[[ TEXT PASSAGE open ]]

Value of Injury Cases: Disc Injuries
I think it is useful to write about jury verdicts and give thoughts as to why I think the jury found as they did and the issues that arose in the case. Why? Because people are looking online for information about the value of their cases.
On our website, we provide a ton of verdict information for victims, many of which suffered a herniated disc. This helps give some lens to the value of a case. But it hardly tells the real story of the claim and why a jury may have valued it the way that they did. So hopefully posts like this help educate those looking for answers.
Facts of Mayrink v. Luchsinger
This is a herniated disc case. Plaintiff, a painter by trade, crashed into a median strip after being pushed off the road by the defendant who must have changed lanes without looking. Usually, in these lane change cases, you almost invariably have a liability fight on your hands. Defense counsel in this case, probably wisely, admitted responsibility. Why is this wise? Defense counsel often admits liability because they know if they fight and lose there is real credibility lost on the scope of the injuries battle. By admitting fault, the defendant seems more credible and honest than if they fight on liability and lose.

[[ TEXT PASSAGE closed ]]
[[ SOURCE DATA open ]]

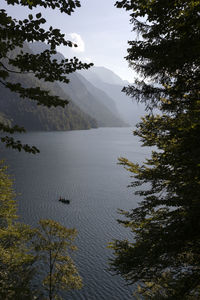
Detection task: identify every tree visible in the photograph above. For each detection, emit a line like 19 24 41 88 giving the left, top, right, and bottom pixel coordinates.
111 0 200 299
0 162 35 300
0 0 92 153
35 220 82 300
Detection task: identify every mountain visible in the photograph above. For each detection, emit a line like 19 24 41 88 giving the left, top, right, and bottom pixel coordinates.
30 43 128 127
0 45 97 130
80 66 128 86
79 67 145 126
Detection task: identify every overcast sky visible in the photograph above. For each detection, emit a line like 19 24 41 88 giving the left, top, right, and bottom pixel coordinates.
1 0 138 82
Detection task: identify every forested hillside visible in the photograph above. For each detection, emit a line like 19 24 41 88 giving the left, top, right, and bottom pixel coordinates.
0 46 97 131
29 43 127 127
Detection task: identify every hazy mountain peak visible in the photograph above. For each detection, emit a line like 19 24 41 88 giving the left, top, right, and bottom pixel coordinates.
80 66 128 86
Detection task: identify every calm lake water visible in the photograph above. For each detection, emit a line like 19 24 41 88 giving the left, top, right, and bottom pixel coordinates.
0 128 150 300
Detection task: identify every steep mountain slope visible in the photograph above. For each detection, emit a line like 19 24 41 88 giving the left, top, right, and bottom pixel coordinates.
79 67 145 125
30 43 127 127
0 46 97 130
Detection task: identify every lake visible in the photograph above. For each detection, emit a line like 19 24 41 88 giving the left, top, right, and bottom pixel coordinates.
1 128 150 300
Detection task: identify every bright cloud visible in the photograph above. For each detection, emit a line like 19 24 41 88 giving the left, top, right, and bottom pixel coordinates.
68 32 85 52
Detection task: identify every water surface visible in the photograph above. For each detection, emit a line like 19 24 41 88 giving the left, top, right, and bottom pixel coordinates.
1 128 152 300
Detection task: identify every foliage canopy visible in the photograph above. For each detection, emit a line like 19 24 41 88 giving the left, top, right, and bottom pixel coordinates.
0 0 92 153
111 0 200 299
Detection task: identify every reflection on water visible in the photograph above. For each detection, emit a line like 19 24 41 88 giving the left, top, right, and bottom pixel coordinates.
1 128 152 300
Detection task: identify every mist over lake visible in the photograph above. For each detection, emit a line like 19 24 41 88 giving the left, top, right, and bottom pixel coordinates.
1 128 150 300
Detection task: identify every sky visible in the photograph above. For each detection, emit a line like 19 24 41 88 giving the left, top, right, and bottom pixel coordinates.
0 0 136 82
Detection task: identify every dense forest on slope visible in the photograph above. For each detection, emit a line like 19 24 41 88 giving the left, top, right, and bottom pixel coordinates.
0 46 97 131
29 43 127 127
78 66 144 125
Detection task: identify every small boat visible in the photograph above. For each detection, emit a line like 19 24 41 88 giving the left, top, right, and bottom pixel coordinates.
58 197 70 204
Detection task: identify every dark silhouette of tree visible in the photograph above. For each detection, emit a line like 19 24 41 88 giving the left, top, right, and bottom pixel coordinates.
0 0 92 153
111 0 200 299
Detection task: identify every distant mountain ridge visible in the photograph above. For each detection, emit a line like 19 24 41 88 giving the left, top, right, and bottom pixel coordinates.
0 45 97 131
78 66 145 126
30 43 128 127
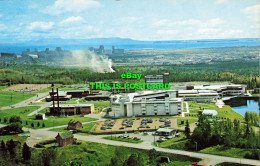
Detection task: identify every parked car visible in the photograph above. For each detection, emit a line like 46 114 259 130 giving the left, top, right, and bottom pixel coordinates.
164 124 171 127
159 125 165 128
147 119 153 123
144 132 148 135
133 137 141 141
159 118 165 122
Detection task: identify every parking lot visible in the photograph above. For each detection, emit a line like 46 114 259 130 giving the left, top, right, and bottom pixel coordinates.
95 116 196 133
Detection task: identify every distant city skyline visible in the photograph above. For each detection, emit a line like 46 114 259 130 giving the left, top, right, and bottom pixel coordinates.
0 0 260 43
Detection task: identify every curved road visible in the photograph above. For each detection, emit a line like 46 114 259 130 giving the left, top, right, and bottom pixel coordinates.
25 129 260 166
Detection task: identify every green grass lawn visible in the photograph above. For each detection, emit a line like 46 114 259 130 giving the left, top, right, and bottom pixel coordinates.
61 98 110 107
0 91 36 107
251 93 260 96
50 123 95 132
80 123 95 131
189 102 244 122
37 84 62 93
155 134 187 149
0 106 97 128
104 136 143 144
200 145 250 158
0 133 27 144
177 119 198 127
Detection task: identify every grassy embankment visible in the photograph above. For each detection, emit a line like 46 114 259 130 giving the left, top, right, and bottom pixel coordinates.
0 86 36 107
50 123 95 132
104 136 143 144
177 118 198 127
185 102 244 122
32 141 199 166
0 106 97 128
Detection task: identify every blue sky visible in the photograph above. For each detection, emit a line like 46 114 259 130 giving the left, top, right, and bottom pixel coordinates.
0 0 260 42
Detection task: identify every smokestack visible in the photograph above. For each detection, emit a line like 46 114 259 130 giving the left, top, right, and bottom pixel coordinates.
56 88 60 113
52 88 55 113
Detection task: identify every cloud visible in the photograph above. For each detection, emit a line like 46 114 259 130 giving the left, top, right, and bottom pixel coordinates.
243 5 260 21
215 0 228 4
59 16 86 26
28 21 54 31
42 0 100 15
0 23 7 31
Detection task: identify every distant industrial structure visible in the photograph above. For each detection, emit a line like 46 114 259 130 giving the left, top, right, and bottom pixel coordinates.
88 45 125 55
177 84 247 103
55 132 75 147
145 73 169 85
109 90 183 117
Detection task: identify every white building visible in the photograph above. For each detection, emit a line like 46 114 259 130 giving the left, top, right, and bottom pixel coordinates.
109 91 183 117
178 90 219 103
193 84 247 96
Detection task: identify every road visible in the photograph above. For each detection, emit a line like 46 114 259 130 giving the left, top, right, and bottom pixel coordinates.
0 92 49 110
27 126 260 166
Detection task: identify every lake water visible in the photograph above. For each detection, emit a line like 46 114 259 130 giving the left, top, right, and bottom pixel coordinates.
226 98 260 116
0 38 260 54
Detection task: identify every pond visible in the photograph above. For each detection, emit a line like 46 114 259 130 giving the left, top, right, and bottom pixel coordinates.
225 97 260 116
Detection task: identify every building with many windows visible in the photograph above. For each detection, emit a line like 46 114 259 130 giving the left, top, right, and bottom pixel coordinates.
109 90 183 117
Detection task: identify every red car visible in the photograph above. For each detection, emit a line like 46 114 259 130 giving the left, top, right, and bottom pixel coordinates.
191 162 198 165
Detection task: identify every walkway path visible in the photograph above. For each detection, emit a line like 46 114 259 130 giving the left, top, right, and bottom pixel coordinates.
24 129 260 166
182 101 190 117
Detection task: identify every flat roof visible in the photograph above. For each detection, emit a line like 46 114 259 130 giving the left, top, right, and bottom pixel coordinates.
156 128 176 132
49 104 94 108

[[ SOURCE DATA closed ]]

> PROBLEMS TO SOLVE
A: Answer these questions from the post on disc injury case values:
(i) What was the plaintiff's trade?
(ii) What did the plaintiff crash into?
(iii) What did defense counsel admit?
B: Write the next few paragraphs of the post on disc injury case values, picking up right after its final sentence.
Nothing in the items is needed here.

> ANSWERS FOR THIS EXERCISE
A:
(i) The plaintiff was a painter.
(ii) The plaintiff crashed into a median strip.
(iii) Defense counsel admitted responsibility (liability).

B:
Plaintiff claimed he injured his neck, shoulder, right arm, chest, and back. The key complaint was a herniated disc at L-5-S-1. But his complaints of pain were not over the top by any stretch. He said that he can’t jog and play soccer as long as he used to be able to before the crash. That gives him much needed credibility himself but obviously weakens the damages case. Plaintiff also spent a lot of time with a chiropractor and brought him to trial to testify.
I’m not a huge fan of bringing chiropractors to trial. I did it once in a trial in Baltimore City against USAA. I got a $200,000 verdict on a $17,000 offer. But afterward, the jury asked why I brought the guy. It is not often the jury gives you exactly what you asked for in a trial and you still feel like you made a mistake.
But that is not a universal rule. Some chiropractors can provide a meaningful human touch at trial and usually know the patient better than the orthopedic doctor. But unless you have a very impressive chiropractor, that is a witness best left on the shelf.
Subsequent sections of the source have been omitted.